Give the data again from the line with "Target: black and white photograph" up to and including the line with "POLYGON ((137 68, 205", swapping "instance" for "occurrence" and leaving everything else unchanged.

::::::::

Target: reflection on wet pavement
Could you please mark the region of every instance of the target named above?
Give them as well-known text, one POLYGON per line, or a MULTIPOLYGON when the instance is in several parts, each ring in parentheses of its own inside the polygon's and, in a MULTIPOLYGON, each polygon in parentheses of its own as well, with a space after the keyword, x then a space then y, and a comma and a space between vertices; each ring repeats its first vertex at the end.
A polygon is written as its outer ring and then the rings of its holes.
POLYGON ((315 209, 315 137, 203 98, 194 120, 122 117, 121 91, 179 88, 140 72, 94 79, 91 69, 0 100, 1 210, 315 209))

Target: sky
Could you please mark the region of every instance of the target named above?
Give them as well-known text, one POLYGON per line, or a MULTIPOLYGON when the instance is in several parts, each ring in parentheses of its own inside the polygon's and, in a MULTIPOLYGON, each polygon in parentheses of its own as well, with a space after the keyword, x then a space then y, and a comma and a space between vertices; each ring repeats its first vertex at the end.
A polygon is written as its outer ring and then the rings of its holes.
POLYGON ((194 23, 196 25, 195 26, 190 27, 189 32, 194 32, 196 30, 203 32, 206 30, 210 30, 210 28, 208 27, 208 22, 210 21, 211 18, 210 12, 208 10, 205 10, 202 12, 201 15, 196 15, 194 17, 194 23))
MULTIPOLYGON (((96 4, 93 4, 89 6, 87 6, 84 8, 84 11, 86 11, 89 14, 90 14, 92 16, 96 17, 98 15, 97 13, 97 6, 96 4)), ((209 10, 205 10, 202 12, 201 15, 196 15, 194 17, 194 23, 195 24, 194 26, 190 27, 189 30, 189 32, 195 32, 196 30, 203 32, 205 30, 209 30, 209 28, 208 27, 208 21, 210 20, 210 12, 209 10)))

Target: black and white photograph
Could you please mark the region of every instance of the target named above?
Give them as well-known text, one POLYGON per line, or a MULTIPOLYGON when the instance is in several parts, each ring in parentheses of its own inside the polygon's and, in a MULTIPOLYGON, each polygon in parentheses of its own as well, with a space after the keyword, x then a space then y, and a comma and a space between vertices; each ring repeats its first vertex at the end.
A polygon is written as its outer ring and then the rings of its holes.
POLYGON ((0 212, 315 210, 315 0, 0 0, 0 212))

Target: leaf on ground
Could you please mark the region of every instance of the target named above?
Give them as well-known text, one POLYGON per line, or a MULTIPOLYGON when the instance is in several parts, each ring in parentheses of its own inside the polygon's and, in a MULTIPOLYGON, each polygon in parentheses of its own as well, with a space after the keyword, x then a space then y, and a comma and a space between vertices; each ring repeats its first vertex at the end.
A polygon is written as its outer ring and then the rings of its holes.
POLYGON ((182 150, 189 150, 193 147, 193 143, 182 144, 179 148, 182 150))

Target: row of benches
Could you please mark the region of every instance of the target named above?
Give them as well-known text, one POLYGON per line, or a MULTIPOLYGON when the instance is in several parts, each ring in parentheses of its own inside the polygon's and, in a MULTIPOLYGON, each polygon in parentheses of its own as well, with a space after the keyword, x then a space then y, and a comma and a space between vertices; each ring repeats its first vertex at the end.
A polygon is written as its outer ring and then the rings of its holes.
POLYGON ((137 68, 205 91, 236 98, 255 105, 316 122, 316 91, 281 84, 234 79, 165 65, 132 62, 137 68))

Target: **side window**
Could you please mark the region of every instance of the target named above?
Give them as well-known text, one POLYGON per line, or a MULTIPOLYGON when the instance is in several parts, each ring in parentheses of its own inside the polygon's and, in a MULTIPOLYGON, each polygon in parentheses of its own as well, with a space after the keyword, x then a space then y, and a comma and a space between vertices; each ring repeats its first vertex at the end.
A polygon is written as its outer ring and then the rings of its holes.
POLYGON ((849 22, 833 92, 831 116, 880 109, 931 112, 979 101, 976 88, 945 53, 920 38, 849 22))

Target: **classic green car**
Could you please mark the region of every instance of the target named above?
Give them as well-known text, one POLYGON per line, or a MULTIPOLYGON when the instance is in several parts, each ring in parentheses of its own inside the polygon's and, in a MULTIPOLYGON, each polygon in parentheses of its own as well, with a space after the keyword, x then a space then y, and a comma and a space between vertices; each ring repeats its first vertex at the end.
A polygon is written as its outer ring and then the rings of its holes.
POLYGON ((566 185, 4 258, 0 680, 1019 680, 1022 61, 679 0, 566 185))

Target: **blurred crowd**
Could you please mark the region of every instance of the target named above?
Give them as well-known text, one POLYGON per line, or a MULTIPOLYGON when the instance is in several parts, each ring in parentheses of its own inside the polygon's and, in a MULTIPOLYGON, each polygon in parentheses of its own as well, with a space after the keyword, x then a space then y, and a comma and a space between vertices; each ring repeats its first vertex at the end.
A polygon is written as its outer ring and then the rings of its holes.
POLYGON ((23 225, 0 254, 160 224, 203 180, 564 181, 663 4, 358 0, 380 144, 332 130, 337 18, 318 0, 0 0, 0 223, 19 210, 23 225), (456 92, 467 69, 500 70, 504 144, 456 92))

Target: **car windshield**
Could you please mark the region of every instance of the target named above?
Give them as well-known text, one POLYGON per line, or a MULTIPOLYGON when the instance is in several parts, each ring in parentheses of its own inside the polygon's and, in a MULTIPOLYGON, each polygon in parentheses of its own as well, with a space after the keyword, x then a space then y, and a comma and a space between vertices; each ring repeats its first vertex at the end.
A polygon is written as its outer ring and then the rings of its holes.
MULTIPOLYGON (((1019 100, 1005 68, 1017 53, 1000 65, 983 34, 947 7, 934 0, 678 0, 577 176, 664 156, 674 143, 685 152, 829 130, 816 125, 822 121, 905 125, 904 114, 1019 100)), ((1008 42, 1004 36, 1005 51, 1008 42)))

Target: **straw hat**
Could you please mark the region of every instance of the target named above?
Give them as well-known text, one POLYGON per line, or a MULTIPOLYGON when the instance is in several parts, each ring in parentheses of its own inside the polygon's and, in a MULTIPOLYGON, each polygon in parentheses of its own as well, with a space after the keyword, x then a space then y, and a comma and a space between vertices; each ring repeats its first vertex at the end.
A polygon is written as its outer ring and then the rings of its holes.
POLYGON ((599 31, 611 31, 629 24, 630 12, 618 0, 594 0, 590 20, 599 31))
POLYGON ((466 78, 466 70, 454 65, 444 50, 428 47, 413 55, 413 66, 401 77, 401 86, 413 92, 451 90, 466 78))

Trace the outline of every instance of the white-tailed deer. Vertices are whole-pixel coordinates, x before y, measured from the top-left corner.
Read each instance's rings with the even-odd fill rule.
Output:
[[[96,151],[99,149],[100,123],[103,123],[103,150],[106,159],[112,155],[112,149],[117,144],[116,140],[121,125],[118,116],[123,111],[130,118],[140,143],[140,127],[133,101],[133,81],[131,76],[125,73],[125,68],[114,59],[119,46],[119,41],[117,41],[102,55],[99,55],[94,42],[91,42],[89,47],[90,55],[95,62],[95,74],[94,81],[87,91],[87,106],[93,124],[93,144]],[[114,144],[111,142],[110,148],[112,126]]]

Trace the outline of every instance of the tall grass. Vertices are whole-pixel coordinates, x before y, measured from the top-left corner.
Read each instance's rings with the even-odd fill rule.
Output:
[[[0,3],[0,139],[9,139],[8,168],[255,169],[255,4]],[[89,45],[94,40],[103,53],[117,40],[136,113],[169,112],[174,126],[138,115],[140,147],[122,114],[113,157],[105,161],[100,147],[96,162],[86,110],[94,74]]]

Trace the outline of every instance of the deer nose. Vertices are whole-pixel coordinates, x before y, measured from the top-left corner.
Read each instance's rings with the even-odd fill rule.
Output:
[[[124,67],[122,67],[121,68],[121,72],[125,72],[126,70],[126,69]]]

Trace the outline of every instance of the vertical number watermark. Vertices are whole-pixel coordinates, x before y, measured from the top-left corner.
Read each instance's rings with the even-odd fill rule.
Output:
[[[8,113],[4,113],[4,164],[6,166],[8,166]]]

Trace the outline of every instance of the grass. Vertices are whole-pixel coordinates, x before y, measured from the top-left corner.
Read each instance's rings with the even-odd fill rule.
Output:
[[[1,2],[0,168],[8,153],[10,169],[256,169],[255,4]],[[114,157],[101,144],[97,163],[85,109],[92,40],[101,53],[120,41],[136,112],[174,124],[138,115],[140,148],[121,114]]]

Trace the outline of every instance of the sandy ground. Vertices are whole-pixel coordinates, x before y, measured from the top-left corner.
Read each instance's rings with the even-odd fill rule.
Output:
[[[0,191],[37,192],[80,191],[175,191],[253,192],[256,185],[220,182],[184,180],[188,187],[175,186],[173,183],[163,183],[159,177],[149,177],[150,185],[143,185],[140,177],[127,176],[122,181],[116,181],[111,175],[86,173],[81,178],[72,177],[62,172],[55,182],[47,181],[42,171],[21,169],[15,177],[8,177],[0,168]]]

::::::::

→ Solved exercise
Target: black and white photograph
Could you please mark the region of every occurrence of the target named above?
Give them as well-known text, one POLYGON per line, or a MULTIPOLYGON when the occurrence is in several parts, each ring in parentheses of its own inside the polygon's and, in a MULTIPOLYGON, each polygon in parentheses of its own as well, with a space after the keyword, x then a space then y, and a comma and a space between vertices; each ring repeats its first vertex at the end.
A polygon is written as its outer ring and then the rings of its holes.
POLYGON ((0 212, 315 210, 315 0, 0 0, 0 212))

Target: leaf on ground
Could you please mark the region of every occurrence of the target named above?
Give them as well-known text, one POLYGON per line, or a MULTIPOLYGON when the occurrence is in several parts, each ring in parentheses of its own inside the polygon's and, in a MULTIPOLYGON, each polygon in parentheses of its own as well, with a space after the keyword, x then a space then y, and a comma and a space between vertices; each ring repeats its first vertex at the end.
A polygon is written as its outer ring and then the rings of its holes.
POLYGON ((182 150, 189 150, 193 147, 193 143, 182 144, 179 148, 182 150))

Target: row of benches
Could you please mark the region of every occurrence of the target named above?
Give them as well-known text, one POLYGON per line, or a MULTIPOLYGON when the occurrence is in several parts, each ring in parentheses of its own inside the polygon's and, in a MULTIPOLYGON, each polygon in parentheses of its own as well, with a space after the keyword, x then a space then y, and a comma and a space between vertices; each ring repeats its first vertex at the end.
A polygon is written as its outer ring and then the rings of its holes.
POLYGON ((137 68, 205 91, 236 98, 255 105, 316 122, 316 91, 281 84, 234 79, 165 65, 132 62, 137 68))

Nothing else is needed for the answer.